[Stored data]
•••

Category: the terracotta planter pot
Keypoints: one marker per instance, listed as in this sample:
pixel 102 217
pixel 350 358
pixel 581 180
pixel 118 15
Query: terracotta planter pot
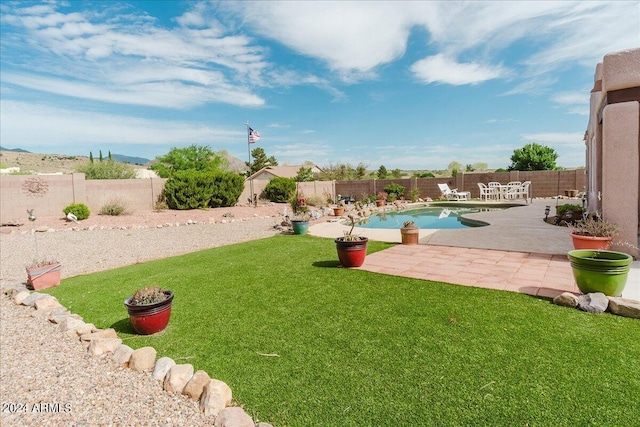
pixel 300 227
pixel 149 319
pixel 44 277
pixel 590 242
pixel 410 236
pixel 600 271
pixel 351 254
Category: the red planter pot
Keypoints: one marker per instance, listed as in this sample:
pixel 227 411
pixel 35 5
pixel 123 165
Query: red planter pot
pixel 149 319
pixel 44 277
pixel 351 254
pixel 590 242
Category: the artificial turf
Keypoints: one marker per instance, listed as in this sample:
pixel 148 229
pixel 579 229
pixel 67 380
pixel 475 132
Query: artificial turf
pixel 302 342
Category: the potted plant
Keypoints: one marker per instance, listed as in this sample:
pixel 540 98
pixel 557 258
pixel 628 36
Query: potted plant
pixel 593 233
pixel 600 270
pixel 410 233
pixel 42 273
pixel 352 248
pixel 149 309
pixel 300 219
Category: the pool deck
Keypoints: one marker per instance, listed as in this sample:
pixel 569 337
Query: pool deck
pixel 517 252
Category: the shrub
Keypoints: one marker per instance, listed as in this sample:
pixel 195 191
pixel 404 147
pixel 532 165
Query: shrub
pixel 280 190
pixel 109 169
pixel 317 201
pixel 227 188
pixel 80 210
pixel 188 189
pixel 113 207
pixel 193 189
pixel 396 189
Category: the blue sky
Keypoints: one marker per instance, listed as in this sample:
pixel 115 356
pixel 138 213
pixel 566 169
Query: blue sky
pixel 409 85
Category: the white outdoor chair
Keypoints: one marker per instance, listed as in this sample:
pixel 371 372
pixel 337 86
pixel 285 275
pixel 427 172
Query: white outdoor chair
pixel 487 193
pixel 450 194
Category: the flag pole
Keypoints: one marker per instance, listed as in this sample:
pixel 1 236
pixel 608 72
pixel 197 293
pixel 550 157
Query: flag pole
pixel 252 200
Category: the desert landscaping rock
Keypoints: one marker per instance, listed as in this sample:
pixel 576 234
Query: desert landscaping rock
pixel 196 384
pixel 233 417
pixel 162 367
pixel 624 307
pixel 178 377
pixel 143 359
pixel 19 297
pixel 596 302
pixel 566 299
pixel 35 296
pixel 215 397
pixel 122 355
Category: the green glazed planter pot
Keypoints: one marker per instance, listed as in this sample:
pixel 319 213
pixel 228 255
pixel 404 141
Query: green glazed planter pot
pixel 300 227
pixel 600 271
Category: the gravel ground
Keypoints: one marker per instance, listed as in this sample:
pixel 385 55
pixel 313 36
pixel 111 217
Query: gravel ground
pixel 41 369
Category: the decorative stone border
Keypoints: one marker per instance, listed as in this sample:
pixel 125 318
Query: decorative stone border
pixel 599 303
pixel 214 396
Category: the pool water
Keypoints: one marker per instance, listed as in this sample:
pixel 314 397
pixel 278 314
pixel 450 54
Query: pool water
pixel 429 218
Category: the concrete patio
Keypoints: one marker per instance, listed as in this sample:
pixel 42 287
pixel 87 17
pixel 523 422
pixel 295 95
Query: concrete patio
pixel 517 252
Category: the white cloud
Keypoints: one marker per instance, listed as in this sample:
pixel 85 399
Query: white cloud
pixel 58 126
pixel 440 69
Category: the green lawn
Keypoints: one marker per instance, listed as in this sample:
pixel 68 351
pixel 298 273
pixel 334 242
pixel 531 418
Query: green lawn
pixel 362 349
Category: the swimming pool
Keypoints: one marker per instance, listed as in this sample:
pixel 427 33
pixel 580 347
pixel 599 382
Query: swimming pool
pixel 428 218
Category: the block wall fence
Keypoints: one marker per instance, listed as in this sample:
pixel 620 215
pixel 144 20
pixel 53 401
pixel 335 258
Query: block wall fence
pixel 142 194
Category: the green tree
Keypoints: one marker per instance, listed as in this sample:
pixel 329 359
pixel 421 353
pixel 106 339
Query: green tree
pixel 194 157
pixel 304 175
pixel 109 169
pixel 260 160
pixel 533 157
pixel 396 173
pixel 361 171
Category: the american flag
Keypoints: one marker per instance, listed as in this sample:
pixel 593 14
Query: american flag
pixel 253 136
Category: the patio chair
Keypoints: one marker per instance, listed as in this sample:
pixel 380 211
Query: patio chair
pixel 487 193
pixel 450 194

•••

● What the task asks
Reproduce the material in full, word for word, and omit the pictures.

● Output
Category: the terracotta planter pot
Keypoints: one marker per instance, listed as in this sample:
pixel 102 217
pixel 350 358
pixel 581 180
pixel 118 15
Query: terracotta planter pot
pixel 300 227
pixel 149 319
pixel 44 277
pixel 590 242
pixel 410 236
pixel 600 271
pixel 351 254
Category: the red planter pot
Keypoints: one marker per instance, listed as in this sample:
pixel 227 411
pixel 35 5
pixel 123 165
Query: red planter pot
pixel 149 319
pixel 44 277
pixel 351 254
pixel 590 242
Category: the artificial turf
Keypoints: one marker per instance, listed as in this sample:
pixel 148 229
pixel 579 229
pixel 67 380
pixel 475 132
Query: artificial turf
pixel 302 342
Category: the potted plant
Keypoints: one marker per instance, listed as in this sample:
pixel 540 98
pixel 557 258
pixel 628 36
Query: potted plant
pixel 593 233
pixel 600 270
pixel 410 233
pixel 42 273
pixel 352 248
pixel 149 309
pixel 300 219
Category: the pool deck
Keypoints: one marker per instance, listed as in this sample:
pixel 569 337
Query: pool deck
pixel 517 252
Category: the shrub
Keypoints: one marker per instance, listed as in this sample:
pixel 195 191
pixel 404 147
pixel 532 165
Query: shrub
pixel 280 190
pixel 109 169
pixel 317 201
pixel 227 188
pixel 80 210
pixel 188 189
pixel 113 207
pixel 193 189
pixel 396 189
Category: the blue sky
Keypoints: one marker per instance, listed as in this sample:
pixel 115 356
pixel 138 213
pixel 566 169
Query: blue sky
pixel 409 85
Category: the white outdoor chair
Keypoints: one marker per instance, listed as in this sample:
pixel 371 372
pixel 337 86
pixel 285 275
pixel 427 172
Query: white outdoor chair
pixel 487 193
pixel 450 194
Category: the flag pole
Keypoints: one marker per instance, listed as in this sample:
pixel 1 236
pixel 608 72
pixel 197 293
pixel 550 157
Query: flag pole
pixel 252 200
Category: the desert landscaping rock
Keypoints: one marker per instance, listed as in this sample:
pixel 576 234
Query: desert landscaping rock
pixel 196 384
pixel 233 417
pixel 162 367
pixel 624 307
pixel 178 377
pixel 143 359
pixel 19 297
pixel 596 302
pixel 566 299
pixel 35 296
pixel 215 397
pixel 122 355
Category: the green glazed planter pot
Keypoints: one marker per instance, listed as in this sample:
pixel 319 213
pixel 228 255
pixel 404 141
Query: green glazed planter pot
pixel 300 227
pixel 600 271
Category: the gravel ground
Keypoints: one marker per instance, listed as in this sample:
pixel 385 55
pixel 313 36
pixel 111 217
Query: gravel ground
pixel 41 369
Category: the decorative stone border
Keypoints: one marker per instance, listed as in this sample:
pixel 125 318
Query: decorative stone border
pixel 599 303
pixel 214 396
Category: the pool water
Keypoints: one marker per instance, listed as in this sample:
pixel 314 397
pixel 278 314
pixel 450 54
Query: pool water
pixel 429 218
Category: the concrete patio
Keypoints: one marker per instance, listed as in this sample:
pixel 42 287
pixel 87 17
pixel 523 422
pixel 295 95
Query: concrete patio
pixel 517 252
Category: the white cloud
Keypoints: one marker per instance, listed as in this sample:
pixel 85 399
Query: white cloud
pixel 58 126
pixel 440 69
Category: the green lawn
Keypoints: one marker per instance, listed as in this sample:
pixel 68 351
pixel 298 273
pixel 334 242
pixel 531 418
Query: green lawn
pixel 362 349
Category: the swimming pool
Keypoints: one marker per instance, listed as in this sample:
pixel 427 33
pixel 580 347
pixel 599 382
Query: swimming pool
pixel 428 218
Category: the block wall fence
Keypoints: one marker per instance, listed as in this sample:
pixel 620 215
pixel 144 20
pixel 53 401
pixel 335 258
Query: block wall fence
pixel 142 194
Category: the green tree
Keypoints: one marker per instance, listed as in this sample:
pixel 329 359
pixel 421 353
pixel 106 339
Query: green tree
pixel 194 157
pixel 304 175
pixel 109 169
pixel 260 160
pixel 533 157
pixel 396 173
pixel 361 171
Category: the american flag
Keypoints: one marker per instance, listed as in this sample:
pixel 593 14
Query: american flag
pixel 253 136
Category: the patio chair
Keypoints: one marker per instance, listed as in this sample:
pixel 380 211
Query: patio chair
pixel 487 193
pixel 450 194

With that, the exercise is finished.